start PROVIDED INFORMATION

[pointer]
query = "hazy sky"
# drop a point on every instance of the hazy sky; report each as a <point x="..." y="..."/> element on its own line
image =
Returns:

end PROVIDED INFORMATION

* _WRITTEN TASK_
Rewrite the data above with every "hazy sky" replaced by "cloudy sky", and leave everything else unchanged.

* _ANSWER TO THE TASK_
[pointer]
query = "cloudy sky"
# drop a point on every instance of the cloudy sky; report each as a <point x="..." y="..."/> element on its own line
image =
Returns:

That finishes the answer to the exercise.